[Part of a data file]
▼
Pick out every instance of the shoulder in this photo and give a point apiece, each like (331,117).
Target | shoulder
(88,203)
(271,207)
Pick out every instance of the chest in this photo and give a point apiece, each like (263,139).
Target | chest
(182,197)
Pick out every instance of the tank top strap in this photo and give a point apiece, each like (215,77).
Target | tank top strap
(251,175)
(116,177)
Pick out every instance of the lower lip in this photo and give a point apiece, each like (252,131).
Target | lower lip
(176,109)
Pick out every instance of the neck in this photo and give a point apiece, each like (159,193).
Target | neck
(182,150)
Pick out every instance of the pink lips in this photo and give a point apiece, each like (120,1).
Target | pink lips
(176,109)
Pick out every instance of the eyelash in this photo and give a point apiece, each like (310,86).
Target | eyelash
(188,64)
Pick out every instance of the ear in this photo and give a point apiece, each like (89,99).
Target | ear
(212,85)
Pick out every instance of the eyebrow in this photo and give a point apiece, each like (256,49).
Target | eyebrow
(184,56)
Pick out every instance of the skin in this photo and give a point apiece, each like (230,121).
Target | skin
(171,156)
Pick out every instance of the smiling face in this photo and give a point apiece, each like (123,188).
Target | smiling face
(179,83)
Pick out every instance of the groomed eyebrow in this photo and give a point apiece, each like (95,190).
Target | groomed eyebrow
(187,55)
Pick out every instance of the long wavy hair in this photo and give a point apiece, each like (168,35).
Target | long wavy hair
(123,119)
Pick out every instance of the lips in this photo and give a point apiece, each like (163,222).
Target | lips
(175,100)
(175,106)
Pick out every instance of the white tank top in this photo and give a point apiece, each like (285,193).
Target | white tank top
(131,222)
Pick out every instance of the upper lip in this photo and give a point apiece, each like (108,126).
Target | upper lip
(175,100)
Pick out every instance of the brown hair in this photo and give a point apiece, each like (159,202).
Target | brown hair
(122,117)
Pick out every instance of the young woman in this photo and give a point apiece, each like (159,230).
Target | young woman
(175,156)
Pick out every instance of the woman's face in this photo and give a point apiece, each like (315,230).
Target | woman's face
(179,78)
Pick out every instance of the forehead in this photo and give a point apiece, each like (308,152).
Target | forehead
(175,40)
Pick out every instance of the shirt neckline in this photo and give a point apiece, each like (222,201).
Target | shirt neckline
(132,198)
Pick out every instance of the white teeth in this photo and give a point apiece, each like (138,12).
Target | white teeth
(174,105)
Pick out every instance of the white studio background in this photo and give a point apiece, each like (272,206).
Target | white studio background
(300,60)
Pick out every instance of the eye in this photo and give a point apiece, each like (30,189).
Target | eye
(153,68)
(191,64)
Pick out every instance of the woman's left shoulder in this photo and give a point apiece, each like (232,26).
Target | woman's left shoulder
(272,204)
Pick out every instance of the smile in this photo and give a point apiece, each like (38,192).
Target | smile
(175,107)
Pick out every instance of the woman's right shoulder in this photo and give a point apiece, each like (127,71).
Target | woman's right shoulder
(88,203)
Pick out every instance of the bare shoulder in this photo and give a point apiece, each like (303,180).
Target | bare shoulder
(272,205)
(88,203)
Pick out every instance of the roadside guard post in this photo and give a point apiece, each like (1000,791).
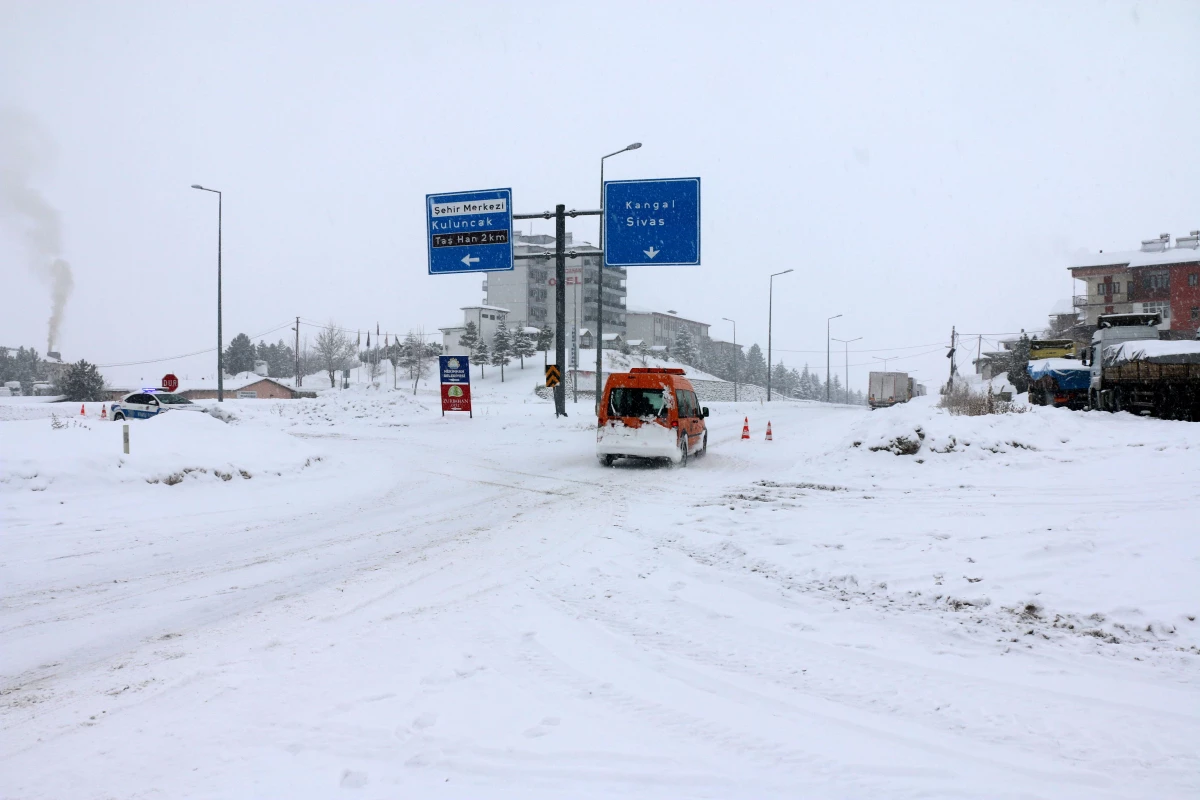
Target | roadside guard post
(455,373)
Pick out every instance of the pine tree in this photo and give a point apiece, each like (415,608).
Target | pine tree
(502,347)
(477,348)
(239,356)
(81,383)
(523,344)
(1019,362)
(480,355)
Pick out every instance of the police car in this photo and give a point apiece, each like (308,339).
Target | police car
(149,402)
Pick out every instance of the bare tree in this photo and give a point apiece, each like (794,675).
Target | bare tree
(334,352)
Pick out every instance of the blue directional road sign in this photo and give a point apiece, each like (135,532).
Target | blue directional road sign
(469,232)
(652,222)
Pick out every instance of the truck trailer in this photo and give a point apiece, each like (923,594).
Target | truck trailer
(1133,371)
(1059,383)
(887,389)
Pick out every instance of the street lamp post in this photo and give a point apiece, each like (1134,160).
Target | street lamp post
(735,356)
(827,354)
(599,340)
(771,312)
(220,344)
(846,373)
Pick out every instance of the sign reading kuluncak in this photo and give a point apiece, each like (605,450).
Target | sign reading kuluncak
(455,374)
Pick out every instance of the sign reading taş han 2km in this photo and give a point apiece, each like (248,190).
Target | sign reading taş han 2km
(652,222)
(469,232)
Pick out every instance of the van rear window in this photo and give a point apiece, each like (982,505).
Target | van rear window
(637,402)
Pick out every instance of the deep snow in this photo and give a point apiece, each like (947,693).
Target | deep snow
(475,608)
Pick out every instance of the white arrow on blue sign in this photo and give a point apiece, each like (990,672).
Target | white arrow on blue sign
(652,222)
(469,232)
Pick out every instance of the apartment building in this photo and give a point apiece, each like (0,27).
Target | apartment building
(1159,277)
(528,290)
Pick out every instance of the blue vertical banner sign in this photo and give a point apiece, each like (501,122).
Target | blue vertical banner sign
(652,222)
(469,232)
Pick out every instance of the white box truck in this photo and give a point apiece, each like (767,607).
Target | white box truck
(887,389)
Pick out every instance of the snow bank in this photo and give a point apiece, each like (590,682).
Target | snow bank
(67,453)
(921,428)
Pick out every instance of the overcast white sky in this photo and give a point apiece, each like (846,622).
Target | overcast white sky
(921,166)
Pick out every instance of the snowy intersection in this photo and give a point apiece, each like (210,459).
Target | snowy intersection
(402,605)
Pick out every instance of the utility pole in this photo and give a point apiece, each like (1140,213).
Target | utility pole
(949,384)
(220,344)
(846,374)
(735,358)
(827,354)
(599,340)
(561,305)
(771,313)
(561,256)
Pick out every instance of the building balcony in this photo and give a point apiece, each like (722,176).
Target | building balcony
(1091,301)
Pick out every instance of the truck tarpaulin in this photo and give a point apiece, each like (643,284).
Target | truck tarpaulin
(1152,350)
(1067,373)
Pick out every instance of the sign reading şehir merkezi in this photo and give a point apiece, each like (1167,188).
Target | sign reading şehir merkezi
(652,222)
(469,232)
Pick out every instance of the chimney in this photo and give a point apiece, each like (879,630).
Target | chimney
(1156,245)
(1191,241)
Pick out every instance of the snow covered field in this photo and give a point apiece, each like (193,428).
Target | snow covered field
(397,603)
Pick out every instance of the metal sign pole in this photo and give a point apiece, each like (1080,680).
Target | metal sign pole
(561,304)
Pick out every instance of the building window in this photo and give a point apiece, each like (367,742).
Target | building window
(1158,281)
(1159,307)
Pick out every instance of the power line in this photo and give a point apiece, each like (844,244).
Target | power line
(907,347)
(185,355)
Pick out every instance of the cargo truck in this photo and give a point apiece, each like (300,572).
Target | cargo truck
(1133,371)
(1059,382)
(887,389)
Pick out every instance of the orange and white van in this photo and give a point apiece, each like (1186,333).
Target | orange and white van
(651,413)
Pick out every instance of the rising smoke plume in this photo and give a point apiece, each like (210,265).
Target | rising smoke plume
(25,150)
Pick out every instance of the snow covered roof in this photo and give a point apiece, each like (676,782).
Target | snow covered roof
(1137,258)
(663,313)
(1063,307)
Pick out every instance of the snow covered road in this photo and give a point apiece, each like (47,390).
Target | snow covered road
(474,608)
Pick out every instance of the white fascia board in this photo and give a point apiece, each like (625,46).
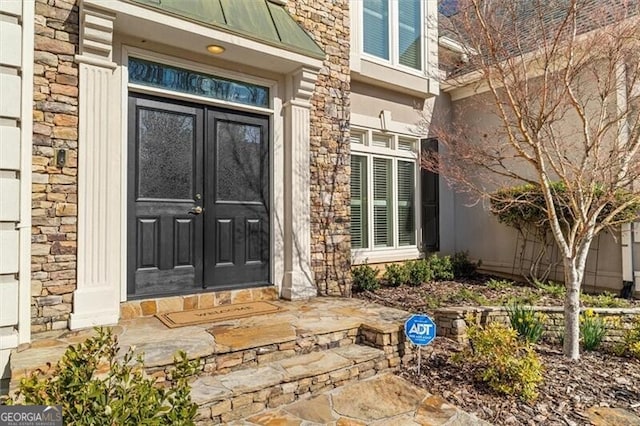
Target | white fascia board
(289,60)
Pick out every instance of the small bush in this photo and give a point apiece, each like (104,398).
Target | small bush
(522,299)
(441,267)
(462,266)
(396,275)
(365,278)
(495,284)
(419,272)
(431,301)
(526,322)
(464,295)
(503,362)
(94,388)
(630,345)
(592,330)
(603,300)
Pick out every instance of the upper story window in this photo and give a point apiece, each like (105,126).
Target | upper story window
(392,31)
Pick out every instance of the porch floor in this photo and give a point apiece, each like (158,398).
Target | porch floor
(297,319)
(324,361)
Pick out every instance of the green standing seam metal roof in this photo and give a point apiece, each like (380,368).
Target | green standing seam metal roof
(260,20)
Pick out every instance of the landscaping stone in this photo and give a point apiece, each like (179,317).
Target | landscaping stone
(606,416)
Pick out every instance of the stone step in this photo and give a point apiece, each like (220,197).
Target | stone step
(238,394)
(382,400)
(299,328)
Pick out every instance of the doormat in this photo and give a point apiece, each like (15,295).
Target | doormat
(216,314)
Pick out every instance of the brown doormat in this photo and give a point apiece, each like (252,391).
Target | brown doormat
(216,314)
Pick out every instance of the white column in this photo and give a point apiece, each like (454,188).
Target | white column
(96,299)
(298,282)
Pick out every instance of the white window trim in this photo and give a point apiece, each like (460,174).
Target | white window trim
(394,40)
(396,252)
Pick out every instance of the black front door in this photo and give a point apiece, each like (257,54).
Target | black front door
(198,198)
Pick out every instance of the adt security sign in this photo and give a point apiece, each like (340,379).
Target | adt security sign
(420,330)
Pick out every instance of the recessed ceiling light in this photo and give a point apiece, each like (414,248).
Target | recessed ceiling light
(215,49)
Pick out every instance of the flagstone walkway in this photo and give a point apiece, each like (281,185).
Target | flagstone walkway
(322,361)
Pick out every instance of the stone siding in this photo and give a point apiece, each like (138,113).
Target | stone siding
(55,127)
(328,23)
(451,321)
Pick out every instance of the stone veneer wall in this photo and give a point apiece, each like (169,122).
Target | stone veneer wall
(328,23)
(450,322)
(54,208)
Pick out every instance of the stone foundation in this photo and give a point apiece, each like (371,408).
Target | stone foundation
(451,321)
(328,23)
(55,187)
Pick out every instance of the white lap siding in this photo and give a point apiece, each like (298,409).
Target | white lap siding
(14,173)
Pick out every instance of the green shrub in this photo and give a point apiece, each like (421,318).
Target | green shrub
(603,300)
(502,361)
(466,295)
(529,299)
(441,267)
(592,330)
(495,284)
(365,278)
(431,301)
(396,275)
(94,388)
(462,266)
(526,322)
(419,272)
(630,345)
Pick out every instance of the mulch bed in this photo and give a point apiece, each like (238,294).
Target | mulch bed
(568,390)
(428,296)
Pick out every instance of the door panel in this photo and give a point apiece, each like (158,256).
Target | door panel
(184,157)
(165,148)
(237,200)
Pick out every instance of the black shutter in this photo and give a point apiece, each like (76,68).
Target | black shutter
(430,202)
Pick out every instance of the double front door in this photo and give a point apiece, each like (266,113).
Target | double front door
(198,191)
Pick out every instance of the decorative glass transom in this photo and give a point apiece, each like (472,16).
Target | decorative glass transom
(181,80)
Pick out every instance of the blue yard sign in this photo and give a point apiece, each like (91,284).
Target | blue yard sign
(420,330)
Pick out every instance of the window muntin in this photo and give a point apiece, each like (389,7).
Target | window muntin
(410,33)
(406,203)
(383,191)
(392,31)
(359,213)
(376,28)
(382,203)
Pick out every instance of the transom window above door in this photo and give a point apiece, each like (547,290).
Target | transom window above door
(393,31)
(148,73)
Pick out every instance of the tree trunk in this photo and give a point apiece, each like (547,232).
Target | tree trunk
(573,280)
(573,275)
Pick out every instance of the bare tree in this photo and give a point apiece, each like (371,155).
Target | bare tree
(563,80)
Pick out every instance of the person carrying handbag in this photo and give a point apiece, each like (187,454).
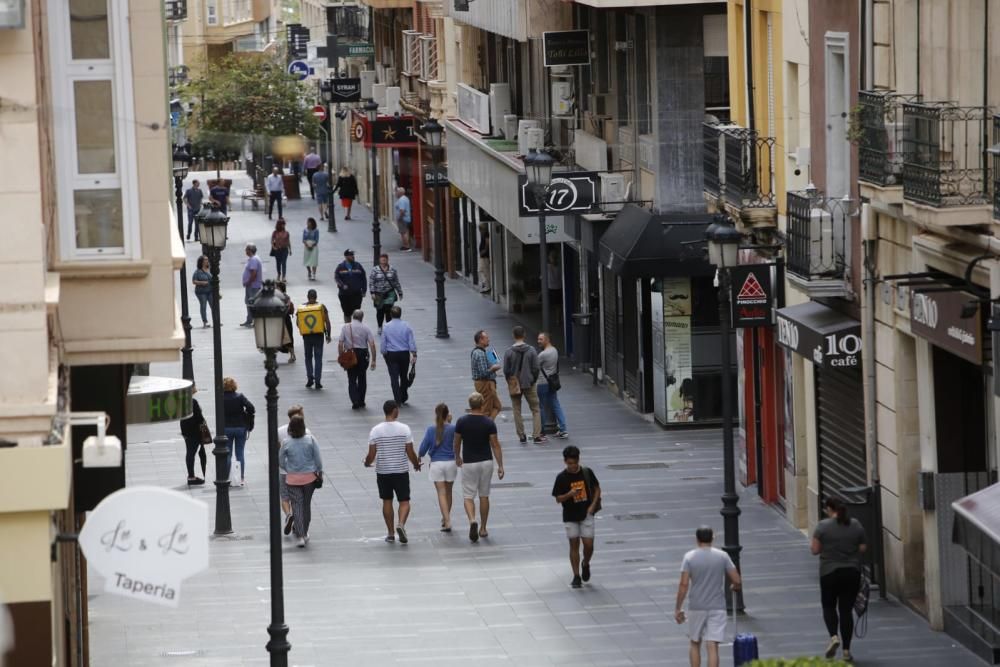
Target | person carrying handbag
(385,289)
(548,391)
(357,338)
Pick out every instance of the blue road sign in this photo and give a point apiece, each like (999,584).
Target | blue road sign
(299,69)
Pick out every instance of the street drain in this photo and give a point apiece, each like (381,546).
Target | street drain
(638,466)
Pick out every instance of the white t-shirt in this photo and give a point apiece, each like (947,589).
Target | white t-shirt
(390,440)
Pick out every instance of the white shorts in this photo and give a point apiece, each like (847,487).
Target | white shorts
(477,478)
(585,528)
(443,471)
(707,625)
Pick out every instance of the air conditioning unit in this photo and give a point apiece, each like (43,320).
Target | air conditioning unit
(522,134)
(562,97)
(378,93)
(392,96)
(499,105)
(613,194)
(510,126)
(367,80)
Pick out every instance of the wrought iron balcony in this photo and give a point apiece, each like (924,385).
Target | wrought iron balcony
(818,239)
(881,136)
(738,166)
(176,10)
(944,159)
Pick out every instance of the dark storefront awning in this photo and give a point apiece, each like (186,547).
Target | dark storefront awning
(640,243)
(821,334)
(977,526)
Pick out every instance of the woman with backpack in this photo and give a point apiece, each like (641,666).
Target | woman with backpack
(840,543)
(385,289)
(439,442)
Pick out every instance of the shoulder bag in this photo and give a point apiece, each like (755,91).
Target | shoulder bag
(348,359)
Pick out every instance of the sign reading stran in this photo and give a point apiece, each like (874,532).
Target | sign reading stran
(937,317)
(145,541)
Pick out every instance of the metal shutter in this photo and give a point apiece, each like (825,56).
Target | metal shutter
(840,427)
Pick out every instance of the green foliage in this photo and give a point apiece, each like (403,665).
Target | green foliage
(245,96)
(799,662)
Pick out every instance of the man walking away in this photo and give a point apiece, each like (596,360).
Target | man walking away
(520,367)
(314,325)
(399,349)
(193,198)
(485,365)
(548,387)
(390,444)
(286,501)
(352,283)
(477,433)
(578,491)
(253,280)
(275,191)
(358,337)
(404,219)
(703,573)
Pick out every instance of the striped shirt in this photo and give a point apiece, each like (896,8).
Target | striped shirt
(390,440)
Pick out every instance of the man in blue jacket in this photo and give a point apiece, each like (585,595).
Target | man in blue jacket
(352,284)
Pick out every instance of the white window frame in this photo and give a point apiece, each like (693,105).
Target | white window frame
(65,72)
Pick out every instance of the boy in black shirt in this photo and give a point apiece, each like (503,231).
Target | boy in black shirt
(579,492)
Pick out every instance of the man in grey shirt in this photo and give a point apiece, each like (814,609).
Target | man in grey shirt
(703,573)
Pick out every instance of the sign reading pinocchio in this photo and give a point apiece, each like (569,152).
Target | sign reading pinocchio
(937,317)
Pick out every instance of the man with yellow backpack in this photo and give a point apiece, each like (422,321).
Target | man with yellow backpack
(314,325)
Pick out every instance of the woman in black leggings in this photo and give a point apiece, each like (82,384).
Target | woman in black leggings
(839,541)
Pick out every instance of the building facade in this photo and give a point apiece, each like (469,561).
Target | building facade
(83,110)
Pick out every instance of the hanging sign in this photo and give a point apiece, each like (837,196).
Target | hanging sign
(751,293)
(145,541)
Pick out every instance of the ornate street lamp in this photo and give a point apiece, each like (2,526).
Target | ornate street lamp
(723,252)
(268,310)
(181,162)
(434,133)
(538,166)
(212,225)
(371,112)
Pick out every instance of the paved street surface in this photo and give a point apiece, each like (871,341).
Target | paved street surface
(353,600)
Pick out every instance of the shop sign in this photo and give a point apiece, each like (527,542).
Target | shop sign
(568,192)
(751,293)
(937,317)
(145,541)
(566,47)
(823,336)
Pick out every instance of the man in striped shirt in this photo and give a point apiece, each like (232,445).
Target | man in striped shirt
(390,444)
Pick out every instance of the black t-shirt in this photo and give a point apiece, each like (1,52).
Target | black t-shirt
(476,431)
(575,509)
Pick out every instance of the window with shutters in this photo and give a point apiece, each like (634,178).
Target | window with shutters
(94,130)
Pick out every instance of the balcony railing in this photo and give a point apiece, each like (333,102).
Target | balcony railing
(945,154)
(882,136)
(176,10)
(737,165)
(818,236)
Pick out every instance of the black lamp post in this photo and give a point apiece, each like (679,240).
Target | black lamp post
(268,309)
(371,111)
(212,225)
(538,167)
(326,90)
(723,252)
(434,133)
(181,162)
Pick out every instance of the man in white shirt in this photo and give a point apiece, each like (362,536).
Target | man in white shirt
(286,501)
(275,191)
(390,444)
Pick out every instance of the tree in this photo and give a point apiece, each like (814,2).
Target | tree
(248,97)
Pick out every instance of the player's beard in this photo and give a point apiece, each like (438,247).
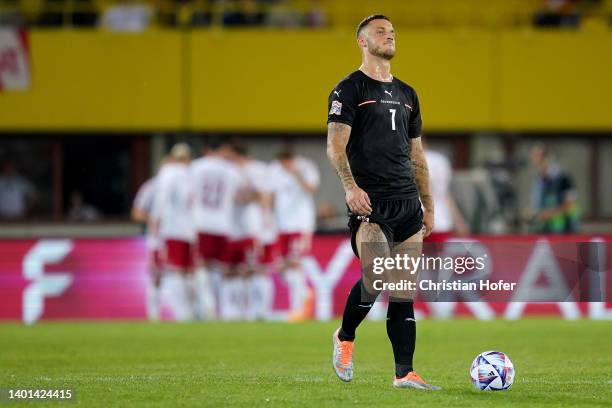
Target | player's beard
(382,52)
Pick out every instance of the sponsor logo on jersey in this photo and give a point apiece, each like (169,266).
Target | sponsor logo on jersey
(336,108)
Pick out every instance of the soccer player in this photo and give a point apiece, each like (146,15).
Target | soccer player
(293,182)
(374,143)
(553,196)
(215,180)
(253,218)
(448,217)
(141,212)
(171,216)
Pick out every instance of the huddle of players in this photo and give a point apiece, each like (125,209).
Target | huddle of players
(219,224)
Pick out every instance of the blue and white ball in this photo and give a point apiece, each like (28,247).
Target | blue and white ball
(492,371)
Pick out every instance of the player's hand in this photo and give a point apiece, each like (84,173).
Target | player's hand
(427,222)
(358,201)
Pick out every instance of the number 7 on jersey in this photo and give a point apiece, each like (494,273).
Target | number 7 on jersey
(392,118)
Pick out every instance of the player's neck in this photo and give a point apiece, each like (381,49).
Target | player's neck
(377,68)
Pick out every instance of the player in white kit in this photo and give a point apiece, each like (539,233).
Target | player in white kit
(253,223)
(141,212)
(448,217)
(293,182)
(215,181)
(172,217)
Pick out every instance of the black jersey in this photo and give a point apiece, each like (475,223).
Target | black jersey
(383,116)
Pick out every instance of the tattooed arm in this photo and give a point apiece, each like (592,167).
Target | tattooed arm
(420,172)
(337,138)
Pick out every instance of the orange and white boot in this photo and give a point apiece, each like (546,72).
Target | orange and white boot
(342,358)
(413,380)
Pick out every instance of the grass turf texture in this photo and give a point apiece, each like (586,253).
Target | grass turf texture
(557,363)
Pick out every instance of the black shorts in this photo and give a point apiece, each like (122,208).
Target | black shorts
(398,220)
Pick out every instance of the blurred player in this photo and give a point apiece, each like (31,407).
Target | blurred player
(172,217)
(254,217)
(216,180)
(554,208)
(293,182)
(374,129)
(448,217)
(141,212)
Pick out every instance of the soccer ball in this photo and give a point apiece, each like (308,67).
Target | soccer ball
(492,371)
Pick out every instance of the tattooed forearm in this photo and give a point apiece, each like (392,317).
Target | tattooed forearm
(420,172)
(337,139)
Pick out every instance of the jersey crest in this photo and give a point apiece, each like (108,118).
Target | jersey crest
(336,108)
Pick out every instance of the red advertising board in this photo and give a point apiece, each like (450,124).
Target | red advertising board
(107,279)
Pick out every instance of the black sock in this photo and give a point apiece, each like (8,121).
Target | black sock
(355,310)
(401,329)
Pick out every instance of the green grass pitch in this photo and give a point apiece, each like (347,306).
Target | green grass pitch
(558,363)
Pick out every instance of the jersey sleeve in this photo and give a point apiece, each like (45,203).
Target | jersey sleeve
(415,123)
(342,103)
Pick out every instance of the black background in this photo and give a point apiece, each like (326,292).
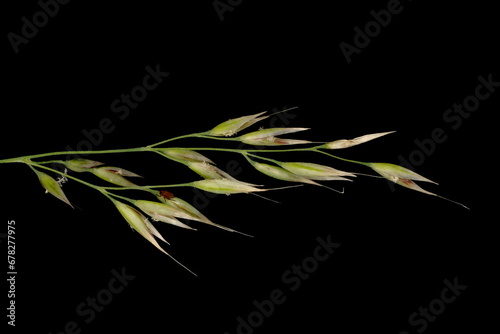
▲
■ **BRIEF**
List every line of the records above that contains the word "forearm".

■ **WRITTEN RESPONSE**
Pick out every instance of the tattooed forearm in this photo and give a point apiece, each like (392,317).
Target | tattooed forearm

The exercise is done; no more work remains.